Données fournies:
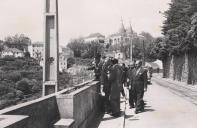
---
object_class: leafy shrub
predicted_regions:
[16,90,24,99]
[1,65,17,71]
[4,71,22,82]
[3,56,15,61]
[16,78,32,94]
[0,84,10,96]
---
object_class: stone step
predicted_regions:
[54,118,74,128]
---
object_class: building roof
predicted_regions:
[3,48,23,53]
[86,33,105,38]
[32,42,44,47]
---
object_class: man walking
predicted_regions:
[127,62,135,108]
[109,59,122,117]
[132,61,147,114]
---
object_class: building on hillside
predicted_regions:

---

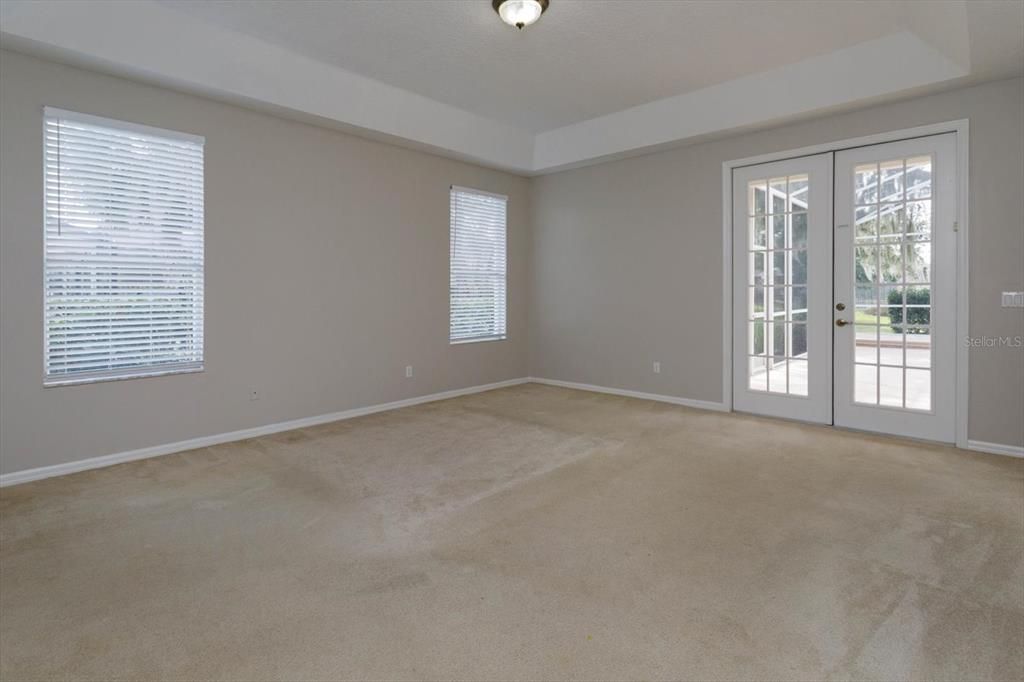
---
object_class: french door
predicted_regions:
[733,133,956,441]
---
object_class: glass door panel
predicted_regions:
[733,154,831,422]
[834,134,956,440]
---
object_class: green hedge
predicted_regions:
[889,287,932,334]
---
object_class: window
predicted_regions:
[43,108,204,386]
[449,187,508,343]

---

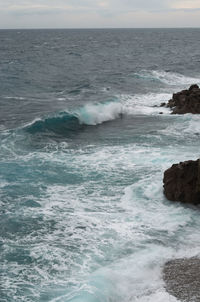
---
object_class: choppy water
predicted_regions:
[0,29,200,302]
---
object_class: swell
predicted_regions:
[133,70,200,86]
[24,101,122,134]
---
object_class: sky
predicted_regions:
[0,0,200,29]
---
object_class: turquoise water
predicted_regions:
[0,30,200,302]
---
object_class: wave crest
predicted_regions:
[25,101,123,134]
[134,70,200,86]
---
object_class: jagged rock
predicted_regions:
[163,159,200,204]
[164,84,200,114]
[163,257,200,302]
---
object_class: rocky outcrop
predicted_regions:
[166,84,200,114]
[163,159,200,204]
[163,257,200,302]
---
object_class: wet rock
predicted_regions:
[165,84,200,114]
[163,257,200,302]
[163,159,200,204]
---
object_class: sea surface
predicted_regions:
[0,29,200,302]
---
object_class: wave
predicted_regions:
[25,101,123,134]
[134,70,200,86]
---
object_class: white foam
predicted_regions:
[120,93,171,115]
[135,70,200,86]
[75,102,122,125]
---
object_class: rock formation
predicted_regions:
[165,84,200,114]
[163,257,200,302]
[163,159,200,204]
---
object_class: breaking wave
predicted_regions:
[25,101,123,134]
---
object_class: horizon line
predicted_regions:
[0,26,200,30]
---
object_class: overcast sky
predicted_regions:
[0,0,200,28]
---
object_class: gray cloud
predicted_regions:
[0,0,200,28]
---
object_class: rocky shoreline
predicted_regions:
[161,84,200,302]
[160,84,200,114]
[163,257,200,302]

Objectif de la tâche: Comptez les lignes des entrées ci-dessus qui contiennent la chaîne « door », puis donnez uniquement ce nombre.

Résultat obtenu: 2